§ Exercise instructions: Only those lines running from the line that contains "Would you please tag the balcony" through the end of the material are to be written out, each exactly as shown.
## BEGIN
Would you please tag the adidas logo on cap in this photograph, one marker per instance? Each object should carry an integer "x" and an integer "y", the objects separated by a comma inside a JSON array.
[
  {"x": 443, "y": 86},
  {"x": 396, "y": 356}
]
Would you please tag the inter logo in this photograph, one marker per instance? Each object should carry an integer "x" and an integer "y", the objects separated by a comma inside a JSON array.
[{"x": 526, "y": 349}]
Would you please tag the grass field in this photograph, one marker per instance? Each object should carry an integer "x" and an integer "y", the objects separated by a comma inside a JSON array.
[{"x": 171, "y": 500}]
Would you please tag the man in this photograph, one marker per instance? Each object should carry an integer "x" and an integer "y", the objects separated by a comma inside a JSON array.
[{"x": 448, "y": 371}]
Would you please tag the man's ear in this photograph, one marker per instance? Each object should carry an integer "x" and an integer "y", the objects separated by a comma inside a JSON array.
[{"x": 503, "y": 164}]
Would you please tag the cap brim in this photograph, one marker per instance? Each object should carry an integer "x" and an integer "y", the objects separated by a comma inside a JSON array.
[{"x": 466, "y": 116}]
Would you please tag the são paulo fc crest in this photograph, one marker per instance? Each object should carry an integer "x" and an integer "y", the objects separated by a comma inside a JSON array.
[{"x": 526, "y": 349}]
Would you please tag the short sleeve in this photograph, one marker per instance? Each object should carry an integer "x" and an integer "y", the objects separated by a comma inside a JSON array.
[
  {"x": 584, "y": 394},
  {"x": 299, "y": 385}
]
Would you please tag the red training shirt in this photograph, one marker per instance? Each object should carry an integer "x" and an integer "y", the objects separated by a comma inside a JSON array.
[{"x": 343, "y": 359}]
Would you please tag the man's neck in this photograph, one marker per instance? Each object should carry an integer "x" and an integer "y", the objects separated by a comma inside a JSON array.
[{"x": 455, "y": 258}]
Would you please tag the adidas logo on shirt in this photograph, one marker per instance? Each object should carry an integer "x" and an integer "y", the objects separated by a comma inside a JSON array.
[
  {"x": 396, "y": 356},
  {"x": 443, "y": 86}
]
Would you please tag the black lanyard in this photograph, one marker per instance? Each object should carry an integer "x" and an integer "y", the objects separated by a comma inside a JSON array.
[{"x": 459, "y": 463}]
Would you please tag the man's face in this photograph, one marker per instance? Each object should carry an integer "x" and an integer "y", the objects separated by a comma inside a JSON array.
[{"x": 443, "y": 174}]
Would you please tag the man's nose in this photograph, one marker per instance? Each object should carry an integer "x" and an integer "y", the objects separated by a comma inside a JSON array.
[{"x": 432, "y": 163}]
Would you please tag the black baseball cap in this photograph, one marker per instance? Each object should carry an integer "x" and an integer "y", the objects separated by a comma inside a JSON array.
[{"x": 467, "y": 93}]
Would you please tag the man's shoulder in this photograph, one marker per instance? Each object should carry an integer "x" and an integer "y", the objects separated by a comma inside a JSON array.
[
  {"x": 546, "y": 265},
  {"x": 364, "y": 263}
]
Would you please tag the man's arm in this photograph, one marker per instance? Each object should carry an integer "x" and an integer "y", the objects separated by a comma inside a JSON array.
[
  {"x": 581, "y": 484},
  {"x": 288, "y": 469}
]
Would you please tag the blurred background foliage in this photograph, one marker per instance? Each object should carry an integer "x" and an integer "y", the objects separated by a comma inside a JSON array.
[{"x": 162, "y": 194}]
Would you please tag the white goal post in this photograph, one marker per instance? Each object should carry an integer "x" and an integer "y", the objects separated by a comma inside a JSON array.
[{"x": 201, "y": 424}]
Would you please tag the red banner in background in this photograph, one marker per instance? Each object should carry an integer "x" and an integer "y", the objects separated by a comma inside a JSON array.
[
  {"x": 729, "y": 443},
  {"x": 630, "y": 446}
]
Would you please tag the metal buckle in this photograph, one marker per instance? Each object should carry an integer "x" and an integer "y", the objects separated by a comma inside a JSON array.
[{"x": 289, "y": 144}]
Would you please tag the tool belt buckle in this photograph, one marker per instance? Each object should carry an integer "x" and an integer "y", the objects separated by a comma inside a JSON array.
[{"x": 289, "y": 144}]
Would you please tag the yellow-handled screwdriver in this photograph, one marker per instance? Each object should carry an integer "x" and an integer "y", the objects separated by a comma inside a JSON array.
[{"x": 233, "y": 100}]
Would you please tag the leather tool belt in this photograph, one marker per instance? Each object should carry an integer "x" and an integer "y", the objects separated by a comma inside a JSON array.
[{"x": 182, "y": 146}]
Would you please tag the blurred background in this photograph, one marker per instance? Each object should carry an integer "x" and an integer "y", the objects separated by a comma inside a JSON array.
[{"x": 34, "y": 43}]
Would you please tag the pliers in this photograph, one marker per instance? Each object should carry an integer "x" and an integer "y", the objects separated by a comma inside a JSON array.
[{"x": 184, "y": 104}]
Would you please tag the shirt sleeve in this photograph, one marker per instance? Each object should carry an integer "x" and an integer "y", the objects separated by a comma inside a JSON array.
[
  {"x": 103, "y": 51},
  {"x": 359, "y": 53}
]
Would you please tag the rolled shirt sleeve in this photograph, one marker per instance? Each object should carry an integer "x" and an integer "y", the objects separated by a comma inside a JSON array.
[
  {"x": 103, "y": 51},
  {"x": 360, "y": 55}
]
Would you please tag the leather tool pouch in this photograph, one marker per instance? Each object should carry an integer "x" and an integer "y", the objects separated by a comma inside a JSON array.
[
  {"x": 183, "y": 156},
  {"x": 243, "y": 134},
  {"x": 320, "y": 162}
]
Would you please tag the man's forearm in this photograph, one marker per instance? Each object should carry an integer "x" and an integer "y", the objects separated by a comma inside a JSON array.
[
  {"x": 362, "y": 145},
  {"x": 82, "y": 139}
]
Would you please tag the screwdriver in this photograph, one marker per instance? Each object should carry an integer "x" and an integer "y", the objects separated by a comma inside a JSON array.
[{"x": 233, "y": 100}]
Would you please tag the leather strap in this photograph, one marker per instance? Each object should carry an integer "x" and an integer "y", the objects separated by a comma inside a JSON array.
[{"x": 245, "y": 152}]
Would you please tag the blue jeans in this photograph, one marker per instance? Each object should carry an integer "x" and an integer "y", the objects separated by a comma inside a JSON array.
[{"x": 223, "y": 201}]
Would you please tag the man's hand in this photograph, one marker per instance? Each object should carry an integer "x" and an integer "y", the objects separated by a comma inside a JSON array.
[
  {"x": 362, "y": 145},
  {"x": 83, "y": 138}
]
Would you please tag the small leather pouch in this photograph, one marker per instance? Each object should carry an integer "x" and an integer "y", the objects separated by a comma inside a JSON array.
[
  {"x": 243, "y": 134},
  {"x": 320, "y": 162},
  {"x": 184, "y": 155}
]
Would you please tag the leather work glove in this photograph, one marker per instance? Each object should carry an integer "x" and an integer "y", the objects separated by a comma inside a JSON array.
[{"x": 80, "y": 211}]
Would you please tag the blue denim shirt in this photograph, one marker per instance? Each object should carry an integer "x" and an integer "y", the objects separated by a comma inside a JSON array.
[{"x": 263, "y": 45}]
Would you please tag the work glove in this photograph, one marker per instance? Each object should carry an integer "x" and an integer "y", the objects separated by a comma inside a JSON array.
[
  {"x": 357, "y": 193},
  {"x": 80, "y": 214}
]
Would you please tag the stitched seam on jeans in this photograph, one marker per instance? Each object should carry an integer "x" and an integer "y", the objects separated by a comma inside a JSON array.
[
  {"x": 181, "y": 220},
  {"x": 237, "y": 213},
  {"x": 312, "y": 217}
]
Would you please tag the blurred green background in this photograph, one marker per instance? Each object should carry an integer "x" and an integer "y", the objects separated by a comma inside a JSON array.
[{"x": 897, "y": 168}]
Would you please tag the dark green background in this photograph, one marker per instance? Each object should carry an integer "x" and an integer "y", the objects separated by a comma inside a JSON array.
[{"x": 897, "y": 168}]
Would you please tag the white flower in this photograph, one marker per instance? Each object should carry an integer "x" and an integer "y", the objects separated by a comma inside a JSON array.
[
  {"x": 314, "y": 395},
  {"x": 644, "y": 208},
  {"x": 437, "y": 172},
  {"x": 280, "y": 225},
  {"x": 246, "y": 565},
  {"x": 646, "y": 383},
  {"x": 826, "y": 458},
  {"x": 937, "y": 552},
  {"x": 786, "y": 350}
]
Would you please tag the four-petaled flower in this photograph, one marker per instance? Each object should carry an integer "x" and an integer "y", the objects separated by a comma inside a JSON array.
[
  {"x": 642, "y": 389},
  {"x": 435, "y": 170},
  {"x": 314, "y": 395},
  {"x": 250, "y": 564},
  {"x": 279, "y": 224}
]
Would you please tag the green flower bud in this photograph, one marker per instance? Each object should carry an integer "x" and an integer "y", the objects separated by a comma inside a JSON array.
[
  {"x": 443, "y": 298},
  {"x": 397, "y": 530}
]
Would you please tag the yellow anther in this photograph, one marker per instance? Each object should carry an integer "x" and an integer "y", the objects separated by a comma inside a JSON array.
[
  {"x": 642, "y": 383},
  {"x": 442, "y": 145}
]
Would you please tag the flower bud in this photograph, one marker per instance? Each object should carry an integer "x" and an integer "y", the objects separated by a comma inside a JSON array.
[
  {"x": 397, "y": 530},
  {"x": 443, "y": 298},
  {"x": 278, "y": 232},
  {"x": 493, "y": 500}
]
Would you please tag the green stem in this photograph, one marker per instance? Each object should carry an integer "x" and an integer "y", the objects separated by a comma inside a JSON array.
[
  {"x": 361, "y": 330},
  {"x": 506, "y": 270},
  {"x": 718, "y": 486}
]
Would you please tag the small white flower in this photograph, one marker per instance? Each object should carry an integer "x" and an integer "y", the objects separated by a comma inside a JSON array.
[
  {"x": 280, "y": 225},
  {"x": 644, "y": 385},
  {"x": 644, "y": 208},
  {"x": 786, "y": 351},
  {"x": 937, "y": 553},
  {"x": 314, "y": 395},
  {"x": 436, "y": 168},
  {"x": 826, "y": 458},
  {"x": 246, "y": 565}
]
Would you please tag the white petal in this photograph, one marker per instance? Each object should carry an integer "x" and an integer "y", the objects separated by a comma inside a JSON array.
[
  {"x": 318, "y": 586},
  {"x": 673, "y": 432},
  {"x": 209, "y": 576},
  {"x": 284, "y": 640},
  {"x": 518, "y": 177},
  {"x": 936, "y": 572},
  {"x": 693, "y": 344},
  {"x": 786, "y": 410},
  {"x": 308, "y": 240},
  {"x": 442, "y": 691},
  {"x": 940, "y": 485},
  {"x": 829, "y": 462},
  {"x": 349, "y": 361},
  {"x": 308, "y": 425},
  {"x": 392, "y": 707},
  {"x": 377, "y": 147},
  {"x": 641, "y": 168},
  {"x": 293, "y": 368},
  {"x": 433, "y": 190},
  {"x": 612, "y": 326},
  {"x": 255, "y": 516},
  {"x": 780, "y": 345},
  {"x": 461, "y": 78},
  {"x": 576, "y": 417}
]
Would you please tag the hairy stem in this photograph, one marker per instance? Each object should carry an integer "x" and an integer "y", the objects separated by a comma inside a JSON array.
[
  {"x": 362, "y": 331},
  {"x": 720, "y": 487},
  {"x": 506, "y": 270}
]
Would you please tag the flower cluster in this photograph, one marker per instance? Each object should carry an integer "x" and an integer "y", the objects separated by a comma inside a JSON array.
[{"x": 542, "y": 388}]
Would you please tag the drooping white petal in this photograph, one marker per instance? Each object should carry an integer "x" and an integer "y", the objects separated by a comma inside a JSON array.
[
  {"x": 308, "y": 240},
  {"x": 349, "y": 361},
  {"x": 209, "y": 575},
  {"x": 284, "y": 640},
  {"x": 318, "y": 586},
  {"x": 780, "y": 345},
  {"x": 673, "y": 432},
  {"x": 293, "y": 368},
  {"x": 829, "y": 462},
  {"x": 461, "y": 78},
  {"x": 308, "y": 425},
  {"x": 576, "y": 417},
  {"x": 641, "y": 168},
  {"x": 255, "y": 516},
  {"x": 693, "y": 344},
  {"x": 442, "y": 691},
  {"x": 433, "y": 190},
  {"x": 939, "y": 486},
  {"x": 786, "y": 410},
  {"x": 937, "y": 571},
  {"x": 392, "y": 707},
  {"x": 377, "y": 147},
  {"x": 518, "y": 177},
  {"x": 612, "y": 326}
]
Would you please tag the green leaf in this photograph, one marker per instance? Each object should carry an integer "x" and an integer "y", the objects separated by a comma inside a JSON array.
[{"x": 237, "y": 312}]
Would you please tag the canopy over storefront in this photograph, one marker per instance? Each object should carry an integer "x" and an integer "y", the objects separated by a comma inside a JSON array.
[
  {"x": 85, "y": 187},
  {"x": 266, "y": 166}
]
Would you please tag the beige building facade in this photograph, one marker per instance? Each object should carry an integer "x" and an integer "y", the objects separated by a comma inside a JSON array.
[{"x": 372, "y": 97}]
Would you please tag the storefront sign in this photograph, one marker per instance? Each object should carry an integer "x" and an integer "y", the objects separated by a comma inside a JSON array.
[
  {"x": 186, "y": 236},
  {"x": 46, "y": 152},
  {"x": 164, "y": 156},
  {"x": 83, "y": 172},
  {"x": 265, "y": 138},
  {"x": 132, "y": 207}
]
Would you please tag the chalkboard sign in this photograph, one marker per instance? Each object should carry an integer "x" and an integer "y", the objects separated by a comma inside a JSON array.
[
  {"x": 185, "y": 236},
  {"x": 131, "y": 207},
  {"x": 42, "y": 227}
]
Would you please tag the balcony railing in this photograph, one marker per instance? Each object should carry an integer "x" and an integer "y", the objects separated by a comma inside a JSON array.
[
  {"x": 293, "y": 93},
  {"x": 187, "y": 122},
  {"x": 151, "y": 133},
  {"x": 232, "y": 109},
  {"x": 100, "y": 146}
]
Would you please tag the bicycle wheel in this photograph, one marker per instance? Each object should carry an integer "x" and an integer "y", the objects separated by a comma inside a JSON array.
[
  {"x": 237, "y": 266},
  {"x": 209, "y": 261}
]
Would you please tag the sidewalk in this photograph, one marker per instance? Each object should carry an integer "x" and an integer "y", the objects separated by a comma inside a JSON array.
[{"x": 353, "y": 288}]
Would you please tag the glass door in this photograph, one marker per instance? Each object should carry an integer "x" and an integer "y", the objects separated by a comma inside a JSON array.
## END
§ Solved problem:
Would you please tag the balcony railing in this photograph, one marker per instance? Each object should carry an integer "x" and an integer "y", the objects separated by a comma inside a JSON array.
[
  {"x": 293, "y": 93},
  {"x": 187, "y": 122},
  {"x": 151, "y": 133},
  {"x": 232, "y": 109},
  {"x": 100, "y": 146}
]
Would you please tag the bicycle wheel in this photograph, one marker per instance? Each object should carry an integer "x" and an integer "y", the objects separated by a comma inside a JSON array.
[
  {"x": 237, "y": 266},
  {"x": 209, "y": 261}
]
Would you please tag the sidewalk in this photograph, one marker per instance? Each object should carry an integer "x" and an integer "y", the objects separated by a comma inside a JSON array.
[{"x": 353, "y": 288}]
Would you please tag the glass door in this photograph, one marker per instance? Each object should carry an integer "x" and an integer "y", the objects separated by a comma inside a JSON array.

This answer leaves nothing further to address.